Problem to solve
If a line in the listing below holds the word "wicker", it counts toward the total; report that total alone.

Material shown
-*-*-
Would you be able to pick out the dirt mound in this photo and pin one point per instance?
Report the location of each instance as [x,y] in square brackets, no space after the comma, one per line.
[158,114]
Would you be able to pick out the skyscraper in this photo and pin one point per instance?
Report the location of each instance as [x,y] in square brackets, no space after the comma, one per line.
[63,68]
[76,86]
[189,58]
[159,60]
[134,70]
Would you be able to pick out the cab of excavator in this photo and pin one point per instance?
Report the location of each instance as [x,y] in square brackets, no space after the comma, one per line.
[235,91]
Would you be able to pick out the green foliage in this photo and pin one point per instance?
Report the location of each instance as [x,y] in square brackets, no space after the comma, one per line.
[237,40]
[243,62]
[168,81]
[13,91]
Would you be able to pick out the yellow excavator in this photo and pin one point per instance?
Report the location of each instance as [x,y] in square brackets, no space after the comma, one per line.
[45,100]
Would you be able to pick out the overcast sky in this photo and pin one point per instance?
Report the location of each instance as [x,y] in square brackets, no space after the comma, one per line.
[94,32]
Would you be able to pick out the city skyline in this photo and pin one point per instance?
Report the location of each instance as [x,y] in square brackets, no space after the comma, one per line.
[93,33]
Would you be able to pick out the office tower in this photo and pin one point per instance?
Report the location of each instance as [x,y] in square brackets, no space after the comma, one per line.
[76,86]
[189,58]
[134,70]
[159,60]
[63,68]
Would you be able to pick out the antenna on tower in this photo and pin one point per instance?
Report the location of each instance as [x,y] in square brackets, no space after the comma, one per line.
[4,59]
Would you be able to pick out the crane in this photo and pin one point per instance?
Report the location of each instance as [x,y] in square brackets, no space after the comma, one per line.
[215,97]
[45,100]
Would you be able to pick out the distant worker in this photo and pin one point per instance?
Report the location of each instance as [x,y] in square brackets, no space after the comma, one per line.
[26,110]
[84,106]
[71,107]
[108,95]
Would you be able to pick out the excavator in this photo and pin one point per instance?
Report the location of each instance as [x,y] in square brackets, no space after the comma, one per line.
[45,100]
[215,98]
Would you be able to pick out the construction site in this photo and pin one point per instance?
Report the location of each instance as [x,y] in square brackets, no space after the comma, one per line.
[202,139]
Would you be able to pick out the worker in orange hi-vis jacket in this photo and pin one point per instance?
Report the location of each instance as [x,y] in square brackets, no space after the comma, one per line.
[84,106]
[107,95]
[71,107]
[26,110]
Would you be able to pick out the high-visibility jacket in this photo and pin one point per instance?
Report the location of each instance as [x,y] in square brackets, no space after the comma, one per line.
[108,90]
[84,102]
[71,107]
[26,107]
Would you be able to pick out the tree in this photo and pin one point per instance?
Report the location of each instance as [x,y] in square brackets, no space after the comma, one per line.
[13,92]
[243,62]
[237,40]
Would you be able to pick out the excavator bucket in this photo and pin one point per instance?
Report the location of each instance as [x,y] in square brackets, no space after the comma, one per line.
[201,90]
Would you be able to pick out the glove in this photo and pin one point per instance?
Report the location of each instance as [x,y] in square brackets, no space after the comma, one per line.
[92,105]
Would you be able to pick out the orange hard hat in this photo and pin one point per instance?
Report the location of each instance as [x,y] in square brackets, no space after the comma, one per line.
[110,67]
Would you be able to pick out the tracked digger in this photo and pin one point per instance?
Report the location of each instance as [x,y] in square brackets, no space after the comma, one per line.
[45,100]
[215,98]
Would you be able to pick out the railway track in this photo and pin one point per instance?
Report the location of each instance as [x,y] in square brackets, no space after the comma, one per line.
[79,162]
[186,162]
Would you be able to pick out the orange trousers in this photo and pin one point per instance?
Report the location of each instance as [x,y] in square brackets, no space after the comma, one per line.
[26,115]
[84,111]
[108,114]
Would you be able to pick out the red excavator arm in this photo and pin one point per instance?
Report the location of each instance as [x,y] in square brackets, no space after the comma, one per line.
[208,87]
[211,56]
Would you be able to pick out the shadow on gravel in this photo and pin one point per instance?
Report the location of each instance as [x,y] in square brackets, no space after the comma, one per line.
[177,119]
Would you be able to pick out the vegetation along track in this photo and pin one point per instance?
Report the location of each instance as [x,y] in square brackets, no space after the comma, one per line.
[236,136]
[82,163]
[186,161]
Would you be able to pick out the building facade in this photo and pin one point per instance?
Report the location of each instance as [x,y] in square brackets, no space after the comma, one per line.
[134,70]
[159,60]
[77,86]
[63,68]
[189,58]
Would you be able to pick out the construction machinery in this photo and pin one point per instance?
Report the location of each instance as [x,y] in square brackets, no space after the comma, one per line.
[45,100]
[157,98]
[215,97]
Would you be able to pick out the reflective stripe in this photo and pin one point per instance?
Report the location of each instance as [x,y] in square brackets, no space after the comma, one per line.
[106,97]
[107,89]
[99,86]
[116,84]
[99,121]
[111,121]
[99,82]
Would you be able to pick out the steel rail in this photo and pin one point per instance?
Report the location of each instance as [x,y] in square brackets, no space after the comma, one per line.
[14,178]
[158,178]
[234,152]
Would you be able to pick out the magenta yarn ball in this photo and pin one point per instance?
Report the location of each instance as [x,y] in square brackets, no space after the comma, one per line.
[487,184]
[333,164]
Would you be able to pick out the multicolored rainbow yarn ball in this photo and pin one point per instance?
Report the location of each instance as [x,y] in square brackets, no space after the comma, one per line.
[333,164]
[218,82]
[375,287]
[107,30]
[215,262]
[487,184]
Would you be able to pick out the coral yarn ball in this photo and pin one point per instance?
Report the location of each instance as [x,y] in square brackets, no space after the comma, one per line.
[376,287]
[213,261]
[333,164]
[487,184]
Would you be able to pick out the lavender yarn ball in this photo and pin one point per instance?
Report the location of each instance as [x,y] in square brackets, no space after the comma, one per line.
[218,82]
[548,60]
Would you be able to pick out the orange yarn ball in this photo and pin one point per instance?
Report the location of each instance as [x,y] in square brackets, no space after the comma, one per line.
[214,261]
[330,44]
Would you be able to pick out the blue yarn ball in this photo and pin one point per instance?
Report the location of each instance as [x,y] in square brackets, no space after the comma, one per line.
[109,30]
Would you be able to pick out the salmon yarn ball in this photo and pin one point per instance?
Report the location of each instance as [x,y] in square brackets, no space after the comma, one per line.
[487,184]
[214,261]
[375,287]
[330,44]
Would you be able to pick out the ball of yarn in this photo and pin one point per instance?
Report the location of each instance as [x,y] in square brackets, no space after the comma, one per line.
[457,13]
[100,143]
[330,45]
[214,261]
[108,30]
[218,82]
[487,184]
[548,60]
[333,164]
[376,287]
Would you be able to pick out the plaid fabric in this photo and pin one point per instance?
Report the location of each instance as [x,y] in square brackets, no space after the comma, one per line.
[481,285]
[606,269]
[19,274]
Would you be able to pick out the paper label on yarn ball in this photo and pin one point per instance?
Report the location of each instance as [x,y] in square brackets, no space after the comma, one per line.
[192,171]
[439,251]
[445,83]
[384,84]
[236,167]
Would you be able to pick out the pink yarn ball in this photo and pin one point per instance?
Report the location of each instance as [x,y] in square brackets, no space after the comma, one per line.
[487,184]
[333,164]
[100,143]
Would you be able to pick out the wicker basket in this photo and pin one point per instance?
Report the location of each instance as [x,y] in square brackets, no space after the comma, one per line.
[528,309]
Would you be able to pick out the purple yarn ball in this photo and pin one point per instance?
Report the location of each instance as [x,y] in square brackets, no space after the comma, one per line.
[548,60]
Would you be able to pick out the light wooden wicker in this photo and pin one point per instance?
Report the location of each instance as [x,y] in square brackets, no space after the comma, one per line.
-*-*-
Task solution
2